About this exercise :: Go through the entries below. Copy out every line that contains "after".

[Source material]

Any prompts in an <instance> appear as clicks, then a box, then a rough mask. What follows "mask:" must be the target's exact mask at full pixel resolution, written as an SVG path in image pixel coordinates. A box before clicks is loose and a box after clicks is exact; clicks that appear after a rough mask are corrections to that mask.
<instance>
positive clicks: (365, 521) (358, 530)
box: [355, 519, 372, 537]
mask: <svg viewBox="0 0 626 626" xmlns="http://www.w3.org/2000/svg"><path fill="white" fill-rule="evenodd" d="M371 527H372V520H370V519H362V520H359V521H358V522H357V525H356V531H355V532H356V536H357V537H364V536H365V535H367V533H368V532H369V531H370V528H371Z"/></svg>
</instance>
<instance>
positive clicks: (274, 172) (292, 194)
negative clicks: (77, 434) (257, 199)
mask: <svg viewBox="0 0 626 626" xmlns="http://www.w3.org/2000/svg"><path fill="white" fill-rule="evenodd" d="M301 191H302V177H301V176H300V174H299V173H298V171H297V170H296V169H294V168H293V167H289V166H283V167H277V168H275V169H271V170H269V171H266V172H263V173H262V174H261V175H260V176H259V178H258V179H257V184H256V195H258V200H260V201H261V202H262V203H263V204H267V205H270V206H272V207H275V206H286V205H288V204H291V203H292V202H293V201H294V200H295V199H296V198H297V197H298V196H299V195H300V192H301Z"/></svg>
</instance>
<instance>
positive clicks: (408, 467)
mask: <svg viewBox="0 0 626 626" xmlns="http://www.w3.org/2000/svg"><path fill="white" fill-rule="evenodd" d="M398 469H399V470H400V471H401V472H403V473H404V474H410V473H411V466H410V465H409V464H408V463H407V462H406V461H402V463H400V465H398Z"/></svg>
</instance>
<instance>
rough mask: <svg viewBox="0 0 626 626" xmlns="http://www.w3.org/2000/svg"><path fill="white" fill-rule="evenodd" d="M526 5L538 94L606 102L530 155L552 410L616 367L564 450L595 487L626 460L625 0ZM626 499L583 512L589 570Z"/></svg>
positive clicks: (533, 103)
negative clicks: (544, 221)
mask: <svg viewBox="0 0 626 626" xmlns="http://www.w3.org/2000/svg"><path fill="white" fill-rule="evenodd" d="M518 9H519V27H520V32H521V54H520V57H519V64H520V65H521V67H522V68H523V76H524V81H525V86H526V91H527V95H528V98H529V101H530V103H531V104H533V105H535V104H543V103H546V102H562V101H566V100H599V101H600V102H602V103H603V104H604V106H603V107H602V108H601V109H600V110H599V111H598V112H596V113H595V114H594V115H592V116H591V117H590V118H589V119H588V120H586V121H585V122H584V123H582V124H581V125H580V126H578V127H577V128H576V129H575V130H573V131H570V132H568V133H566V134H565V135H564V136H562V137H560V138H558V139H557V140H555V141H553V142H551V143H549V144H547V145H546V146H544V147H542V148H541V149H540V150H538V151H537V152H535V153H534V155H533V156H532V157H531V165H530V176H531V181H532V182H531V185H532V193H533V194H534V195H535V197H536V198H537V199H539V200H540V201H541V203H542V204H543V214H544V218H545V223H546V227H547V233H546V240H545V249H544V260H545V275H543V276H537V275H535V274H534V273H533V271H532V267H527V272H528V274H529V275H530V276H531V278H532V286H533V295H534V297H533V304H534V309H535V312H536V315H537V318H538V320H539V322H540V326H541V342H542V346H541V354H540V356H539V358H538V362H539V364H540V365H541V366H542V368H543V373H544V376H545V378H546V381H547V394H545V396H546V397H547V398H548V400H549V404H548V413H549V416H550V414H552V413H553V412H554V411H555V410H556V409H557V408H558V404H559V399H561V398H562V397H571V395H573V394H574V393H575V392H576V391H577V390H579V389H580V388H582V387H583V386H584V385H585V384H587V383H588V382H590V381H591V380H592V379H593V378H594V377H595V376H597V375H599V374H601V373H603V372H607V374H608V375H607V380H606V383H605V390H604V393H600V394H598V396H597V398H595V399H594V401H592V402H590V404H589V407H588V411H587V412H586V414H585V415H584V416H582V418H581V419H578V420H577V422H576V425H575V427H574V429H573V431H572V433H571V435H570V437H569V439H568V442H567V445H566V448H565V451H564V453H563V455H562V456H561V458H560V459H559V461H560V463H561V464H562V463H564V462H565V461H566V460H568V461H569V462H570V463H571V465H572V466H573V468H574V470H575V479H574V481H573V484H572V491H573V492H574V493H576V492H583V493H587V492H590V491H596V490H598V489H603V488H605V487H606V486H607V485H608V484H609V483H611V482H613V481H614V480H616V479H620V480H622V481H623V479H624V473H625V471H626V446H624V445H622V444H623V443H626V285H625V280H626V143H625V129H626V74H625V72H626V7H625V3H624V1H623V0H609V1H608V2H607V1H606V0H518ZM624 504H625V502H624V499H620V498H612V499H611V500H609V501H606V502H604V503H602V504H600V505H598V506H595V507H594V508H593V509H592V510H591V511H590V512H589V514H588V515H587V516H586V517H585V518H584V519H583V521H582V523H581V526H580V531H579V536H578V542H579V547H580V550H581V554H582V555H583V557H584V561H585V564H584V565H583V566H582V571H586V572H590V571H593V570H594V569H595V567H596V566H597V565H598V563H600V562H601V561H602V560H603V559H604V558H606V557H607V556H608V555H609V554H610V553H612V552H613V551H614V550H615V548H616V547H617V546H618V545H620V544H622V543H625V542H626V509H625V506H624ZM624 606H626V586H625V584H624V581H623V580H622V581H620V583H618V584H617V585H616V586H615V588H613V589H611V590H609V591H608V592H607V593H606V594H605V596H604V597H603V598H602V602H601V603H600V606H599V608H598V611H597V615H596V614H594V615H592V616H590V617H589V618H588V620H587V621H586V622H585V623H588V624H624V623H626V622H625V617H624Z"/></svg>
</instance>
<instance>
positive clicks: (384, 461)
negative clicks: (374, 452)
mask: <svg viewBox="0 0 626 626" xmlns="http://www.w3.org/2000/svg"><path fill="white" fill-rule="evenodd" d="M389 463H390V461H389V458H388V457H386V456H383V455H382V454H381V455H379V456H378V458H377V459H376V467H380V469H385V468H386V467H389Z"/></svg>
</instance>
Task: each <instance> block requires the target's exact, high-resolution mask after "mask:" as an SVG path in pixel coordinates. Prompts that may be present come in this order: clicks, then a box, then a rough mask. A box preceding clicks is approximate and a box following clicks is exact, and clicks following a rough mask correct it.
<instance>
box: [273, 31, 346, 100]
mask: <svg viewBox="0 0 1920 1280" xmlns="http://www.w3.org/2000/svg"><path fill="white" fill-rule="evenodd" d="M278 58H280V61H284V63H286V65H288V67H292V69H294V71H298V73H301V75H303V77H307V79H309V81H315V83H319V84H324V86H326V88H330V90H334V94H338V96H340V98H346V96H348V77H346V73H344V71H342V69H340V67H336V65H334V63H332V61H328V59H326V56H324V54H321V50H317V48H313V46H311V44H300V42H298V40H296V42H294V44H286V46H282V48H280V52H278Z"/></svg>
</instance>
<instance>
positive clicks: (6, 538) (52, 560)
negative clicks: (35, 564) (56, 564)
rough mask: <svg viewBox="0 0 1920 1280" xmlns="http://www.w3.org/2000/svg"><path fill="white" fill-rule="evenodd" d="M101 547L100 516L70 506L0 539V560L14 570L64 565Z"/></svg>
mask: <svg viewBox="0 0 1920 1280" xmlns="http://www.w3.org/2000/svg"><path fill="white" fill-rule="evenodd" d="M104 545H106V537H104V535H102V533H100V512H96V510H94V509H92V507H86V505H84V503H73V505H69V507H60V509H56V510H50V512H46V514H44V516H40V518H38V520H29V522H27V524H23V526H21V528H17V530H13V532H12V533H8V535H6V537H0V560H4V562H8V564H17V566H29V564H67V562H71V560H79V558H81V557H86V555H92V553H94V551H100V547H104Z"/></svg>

[/Source material]

Solution to this exercise ::
Any prompts in an <instance> appear as clicks, then a box, then a rough mask. What follows "mask:" must be the target's exact mask at full pixel resolution, written as an SVG path in image pixel coordinates. A box before clicks is loose and a box after clicks is exact; clicks that appear after a rough mask are corrections to that mask.
Task: each <instance> block requires the target's exact, high-resolution mask after "mask:" as an SVG path in pixel coordinates. Prompts that may be present come in this order: clicks, then a box, then a rough mask. A box preceding clicks is approximate and a box following clicks is exact, and clicks following a rough mask correct it.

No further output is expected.